If you’re on the opposite side of a fight with Rep. William L. Clay of Missouri, he’ll let you and just about anyone within hearing distance know.

Last year, the African-American lawmaker and senior Democrat on the House Education and the Workforce Committee chastised a departing black, Republican colleague for opposing affirmative action and other traditional civil rights remedies. He called former Rep. Gary A. Franks of Connecticut “a Negro Dr. Kevorkian, a pariah, who gleefully assists in suicidal conduct to destroy his own race.” (“‘Dishonorable’ Discharge,” Dec. 4, 1996.)

The current object of Mr. Clay’s ire is a fellow Democrat: Jeremiah W. “Jay” Nixon, his state’s attorney general and a candidate for the U.S. Senate in 1998. The seat is now held by Sen. Christopher S. Bond, a Republican.

The attorney general, who is white, is undermining a desegregation order that allows black students in St. Louis to attend surrounding county schools while white students from outlying areas are bused to the city’s magnet schools, Mr. Clay says. That stance is part of a political strategy to lure white voters who want desegregation dismantled, Mr. Clay asserts.

WORK TO DO -
**1.** Edit the Clay article so that everything from "The current object" down to "Bond, a Republican." reads as before, except that "ire" becomes "anger".
**2.** Carry on the article about Rep. Clay's dispute with Jay Nixon from the point where it stops.

INFORMATION SHOWN -
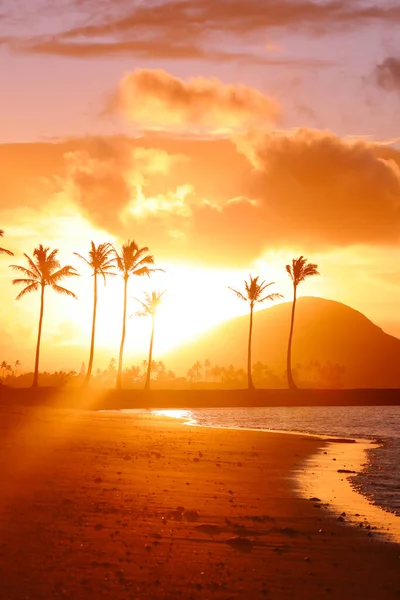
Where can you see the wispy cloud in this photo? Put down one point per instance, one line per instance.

TASK RESPONSES -
**1.**
The current object of Mr. Clay’s anger is a fellow Democrat: Jeremiah W. “Jay” Nixon, his state’s attorney general and a candidate for the U.S. Senate in 1998. The seat is now held by Sen. Christopher S. Bond, a Republican.

**2.**
In an Oct. 3 letter to President Clinton, Mr. Clay appealed to the chief executive to cancel plans to attend a $1,000-a-plate luncheon for Mr. Nixon on Nov. 7. “Jay Nixon’s political maneuvering is a living rebuke to your efforts, Mr. President, to enlarge opportunity for all children and to bring about racial reconciliation,” Mr. Clay wrote.

Mr. Nixon responds that he is simply keeping a 1992 campaign promise to settle outstanding desegregation cases, something he has already done in Kansas City. “I believe that transportation for the sake of transportation is not the best educational objective for our children,” the attorney general wrote Mr. Clay on Oct. 6. “Contrary to the assertion of many, this does not mean giving up on integration.”

What’s more, Mr. Nixon’s aides say, he is not trying to pit blacks against whites in preparation for next year’s campaign. “If we want to score political points, there are a lot better issues we could talk about,” said Chuck Hatfield, the attorney general’s campaign manager.

Last week, Mr. Clay had not heard from the White House. Mr. Hatfield said the president is still scheduled to attend the fund-raising luncheon.